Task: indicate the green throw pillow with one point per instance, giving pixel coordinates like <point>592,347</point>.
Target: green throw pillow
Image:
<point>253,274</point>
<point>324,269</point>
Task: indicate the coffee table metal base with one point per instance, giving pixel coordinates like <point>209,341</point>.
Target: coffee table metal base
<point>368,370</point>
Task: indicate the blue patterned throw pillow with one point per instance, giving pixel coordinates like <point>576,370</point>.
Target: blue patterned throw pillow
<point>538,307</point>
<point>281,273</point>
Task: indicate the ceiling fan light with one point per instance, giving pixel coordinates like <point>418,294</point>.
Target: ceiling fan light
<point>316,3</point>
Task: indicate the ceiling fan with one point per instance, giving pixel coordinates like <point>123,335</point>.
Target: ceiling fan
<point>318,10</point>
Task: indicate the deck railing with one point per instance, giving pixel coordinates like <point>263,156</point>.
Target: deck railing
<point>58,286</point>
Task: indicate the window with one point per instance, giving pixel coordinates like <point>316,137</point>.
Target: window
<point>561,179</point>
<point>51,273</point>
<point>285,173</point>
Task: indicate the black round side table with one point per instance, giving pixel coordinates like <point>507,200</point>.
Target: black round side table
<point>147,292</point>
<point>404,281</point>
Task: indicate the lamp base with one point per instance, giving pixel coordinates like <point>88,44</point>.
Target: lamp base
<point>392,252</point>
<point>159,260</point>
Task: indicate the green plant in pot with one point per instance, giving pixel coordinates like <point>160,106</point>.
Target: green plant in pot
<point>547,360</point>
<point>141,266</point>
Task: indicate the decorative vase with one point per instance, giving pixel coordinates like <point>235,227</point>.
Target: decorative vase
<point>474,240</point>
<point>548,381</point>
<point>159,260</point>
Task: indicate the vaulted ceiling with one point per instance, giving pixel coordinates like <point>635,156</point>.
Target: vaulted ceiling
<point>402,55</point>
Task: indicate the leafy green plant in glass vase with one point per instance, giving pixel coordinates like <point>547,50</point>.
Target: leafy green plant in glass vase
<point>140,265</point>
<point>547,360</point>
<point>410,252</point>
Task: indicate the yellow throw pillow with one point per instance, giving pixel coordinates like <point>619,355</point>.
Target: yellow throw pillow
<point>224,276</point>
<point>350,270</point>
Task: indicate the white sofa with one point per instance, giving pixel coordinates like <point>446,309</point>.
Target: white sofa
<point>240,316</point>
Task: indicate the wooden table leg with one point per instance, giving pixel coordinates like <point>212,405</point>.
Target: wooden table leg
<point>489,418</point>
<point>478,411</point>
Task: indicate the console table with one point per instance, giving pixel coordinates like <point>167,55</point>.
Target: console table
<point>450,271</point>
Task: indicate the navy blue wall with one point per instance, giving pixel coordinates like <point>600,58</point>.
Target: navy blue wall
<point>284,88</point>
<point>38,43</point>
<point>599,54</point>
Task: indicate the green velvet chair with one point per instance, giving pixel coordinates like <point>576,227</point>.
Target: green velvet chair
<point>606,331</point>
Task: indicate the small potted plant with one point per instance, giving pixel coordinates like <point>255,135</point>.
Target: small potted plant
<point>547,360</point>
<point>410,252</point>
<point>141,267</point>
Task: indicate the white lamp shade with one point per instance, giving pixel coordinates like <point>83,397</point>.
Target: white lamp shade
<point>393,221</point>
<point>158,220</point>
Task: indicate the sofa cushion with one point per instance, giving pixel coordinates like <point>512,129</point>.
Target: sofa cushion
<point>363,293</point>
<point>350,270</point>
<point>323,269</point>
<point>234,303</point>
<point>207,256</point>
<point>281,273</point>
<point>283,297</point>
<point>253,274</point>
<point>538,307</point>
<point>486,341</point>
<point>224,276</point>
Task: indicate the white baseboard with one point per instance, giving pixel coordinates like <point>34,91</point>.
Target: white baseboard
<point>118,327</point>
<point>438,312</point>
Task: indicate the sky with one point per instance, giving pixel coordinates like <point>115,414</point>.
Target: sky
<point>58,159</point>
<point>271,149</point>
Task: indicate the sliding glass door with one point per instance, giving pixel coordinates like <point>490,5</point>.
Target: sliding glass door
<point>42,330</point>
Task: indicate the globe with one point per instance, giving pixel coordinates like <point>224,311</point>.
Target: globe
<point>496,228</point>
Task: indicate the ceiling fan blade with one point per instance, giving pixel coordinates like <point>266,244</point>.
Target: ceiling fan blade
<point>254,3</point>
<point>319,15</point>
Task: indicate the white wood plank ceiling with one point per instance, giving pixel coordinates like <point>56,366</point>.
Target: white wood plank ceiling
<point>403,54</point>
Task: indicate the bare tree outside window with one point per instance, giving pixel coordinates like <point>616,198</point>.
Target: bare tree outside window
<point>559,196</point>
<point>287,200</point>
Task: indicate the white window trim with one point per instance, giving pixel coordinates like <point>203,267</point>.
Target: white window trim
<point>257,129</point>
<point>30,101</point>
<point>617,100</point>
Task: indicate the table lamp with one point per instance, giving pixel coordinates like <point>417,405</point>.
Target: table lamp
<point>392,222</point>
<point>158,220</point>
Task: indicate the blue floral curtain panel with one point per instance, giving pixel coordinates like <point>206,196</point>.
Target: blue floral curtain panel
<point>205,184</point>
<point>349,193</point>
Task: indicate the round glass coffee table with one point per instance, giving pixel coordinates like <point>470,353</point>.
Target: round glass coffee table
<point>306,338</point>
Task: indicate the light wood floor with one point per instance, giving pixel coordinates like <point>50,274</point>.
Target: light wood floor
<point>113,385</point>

# # # # # # #

→ **WHAT TO WORK ON**: Of the entries above, repeat exactly the lines from the line with "Task: indicate the yellow" through the line with "Task: indicate the navy", both of them included.

→ **TASK ANSWER**:
Task: indicate the yellow throw pillow with one point per instance, giving pixel coordinates like <point>619,355</point>.
Target: yellow throw pillow
<point>224,276</point>
<point>350,270</point>
Task: indicate the white sofa with one point per instance, giving pixel coordinates like <point>446,309</point>.
Target: white sofa
<point>240,316</point>
Task: indicate the wooden table leg with one point per instance, giving pixel coordinates like <point>212,405</point>.
Target: wooden table leg
<point>489,418</point>
<point>478,411</point>
Task: indicate the console table with one point per instance, giving pixel coordinates like <point>167,55</point>.
Target: console table
<point>450,271</point>
Task: indicate the navy blue wall with one point per instance, giving pixel coordinates like <point>600,58</point>.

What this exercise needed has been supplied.